PROBLEM DETAILS.
Work through the records that follow and return each line containing the word "Drop".

DATA FOR PROCESSING.

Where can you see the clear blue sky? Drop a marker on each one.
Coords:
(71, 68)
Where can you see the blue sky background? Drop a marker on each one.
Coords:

RESPONSE.
Where can you see the clear blue sky? Drop a marker on each one.
Where can you see the blue sky background? Drop a marker on each one.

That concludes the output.